EXERCISE DIRECTIONS: Arrange the lines below into a Markdown table with the columns "No." and "Line," starting at the line that contains "Where can the tree trunk" and ending at the last line. Number each row and leave out blank lines.

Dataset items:
>>>

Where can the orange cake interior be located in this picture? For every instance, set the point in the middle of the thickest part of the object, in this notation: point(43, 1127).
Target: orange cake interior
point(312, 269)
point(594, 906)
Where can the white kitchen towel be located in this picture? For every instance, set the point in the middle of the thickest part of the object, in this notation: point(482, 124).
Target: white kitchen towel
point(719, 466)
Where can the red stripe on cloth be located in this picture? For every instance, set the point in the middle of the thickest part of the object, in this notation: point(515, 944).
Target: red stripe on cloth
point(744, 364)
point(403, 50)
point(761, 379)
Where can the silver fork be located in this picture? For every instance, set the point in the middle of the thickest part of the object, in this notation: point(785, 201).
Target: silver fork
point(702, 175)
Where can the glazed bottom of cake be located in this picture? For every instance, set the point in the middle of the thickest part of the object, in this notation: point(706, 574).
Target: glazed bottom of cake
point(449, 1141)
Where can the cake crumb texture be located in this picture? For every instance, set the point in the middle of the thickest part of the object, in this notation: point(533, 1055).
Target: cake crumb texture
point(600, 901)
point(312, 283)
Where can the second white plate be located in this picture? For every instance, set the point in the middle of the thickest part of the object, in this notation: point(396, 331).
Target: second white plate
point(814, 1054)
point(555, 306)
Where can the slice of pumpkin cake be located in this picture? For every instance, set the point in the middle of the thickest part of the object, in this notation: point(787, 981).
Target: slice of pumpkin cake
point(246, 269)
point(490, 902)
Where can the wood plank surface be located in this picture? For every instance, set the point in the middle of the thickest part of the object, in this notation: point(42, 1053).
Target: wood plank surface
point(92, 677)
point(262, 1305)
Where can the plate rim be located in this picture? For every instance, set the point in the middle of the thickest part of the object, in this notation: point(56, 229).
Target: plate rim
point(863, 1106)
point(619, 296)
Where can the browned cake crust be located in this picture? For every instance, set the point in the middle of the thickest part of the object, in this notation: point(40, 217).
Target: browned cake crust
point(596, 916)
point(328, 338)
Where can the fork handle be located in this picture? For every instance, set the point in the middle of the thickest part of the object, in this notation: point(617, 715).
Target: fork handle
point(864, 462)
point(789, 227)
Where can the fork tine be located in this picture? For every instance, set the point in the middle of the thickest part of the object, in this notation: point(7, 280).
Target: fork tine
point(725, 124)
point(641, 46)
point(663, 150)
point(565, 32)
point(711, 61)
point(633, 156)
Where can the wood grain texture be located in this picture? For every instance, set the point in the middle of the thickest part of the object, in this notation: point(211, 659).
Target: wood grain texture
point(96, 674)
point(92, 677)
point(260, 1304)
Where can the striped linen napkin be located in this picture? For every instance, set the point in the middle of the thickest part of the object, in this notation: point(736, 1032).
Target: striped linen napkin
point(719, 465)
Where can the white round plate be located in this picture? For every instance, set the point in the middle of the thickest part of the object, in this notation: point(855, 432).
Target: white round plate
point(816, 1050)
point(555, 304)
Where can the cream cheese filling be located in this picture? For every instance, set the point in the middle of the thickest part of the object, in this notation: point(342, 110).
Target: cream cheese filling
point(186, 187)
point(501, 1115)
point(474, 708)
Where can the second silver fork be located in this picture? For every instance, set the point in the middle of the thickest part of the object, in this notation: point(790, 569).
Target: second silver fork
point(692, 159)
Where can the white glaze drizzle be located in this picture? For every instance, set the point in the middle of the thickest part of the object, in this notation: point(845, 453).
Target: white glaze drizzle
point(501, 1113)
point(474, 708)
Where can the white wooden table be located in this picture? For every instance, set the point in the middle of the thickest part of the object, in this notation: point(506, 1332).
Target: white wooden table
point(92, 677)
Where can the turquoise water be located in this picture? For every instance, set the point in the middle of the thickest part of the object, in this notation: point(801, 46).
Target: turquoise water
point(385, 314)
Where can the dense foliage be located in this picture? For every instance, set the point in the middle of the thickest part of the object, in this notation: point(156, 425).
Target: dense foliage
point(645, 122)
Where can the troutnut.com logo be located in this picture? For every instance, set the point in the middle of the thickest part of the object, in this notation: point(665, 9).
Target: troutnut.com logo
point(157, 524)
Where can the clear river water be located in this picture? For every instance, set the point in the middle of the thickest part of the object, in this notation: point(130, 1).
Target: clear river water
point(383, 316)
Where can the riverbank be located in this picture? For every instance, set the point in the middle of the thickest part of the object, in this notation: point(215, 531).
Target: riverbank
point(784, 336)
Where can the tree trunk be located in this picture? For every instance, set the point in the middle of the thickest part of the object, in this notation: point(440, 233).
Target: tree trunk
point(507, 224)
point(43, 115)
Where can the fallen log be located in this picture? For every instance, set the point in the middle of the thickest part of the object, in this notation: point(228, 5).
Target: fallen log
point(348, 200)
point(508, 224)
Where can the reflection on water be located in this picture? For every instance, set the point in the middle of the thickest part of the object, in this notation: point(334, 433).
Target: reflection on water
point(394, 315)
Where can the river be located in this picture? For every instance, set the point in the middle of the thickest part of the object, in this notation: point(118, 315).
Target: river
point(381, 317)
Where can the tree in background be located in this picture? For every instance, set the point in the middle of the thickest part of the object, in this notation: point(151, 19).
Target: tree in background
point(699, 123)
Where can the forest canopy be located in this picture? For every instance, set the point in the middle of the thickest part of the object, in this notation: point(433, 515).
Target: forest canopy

<<<

SOLUTION TO THIS PROBLEM:
| No. | Line |
|---|---|
| 1 | Where can the tree trunk be located in this picture? For every instance, set the point in the middle of the thickest part of the object, in this notation: point(440, 233). |
| 2 | Target: tree trunk |
| 3 | point(507, 224) |
| 4 | point(43, 115) |
| 5 | Where can the fallen log be located in this picture? For every instance, set the point in the middle of the thickest part of the object, in this notation: point(228, 5). |
| 6 | Target: fallen log |
| 7 | point(348, 200) |
| 8 | point(508, 224) |
| 9 | Where can the reflection on water be located in this picture? For every instance, set the point in the middle of the thickest part of the object, in this notation: point(334, 433). |
| 10 | Target: reflection on water |
| 11 | point(394, 315) |
| 12 | Where can the river be located in this picture? For every instance, set the point in the middle of the thickest part of the object, in this notation: point(118, 315). |
| 13 | Target: river |
| 14 | point(381, 317) |
| 15 | Where can the tree in background be located in this picture? For every instance, set the point in the middle of the thickest part of the object, in this notation: point(151, 19). |
| 16 | Target: tree in background |
| 17 | point(699, 123) |
| 18 | Where can the forest canopy be located in this picture? For every instance, set the point in the middle of the thickest part of the object, in this notation: point(433, 515). |
| 19 | Target: forest canopy |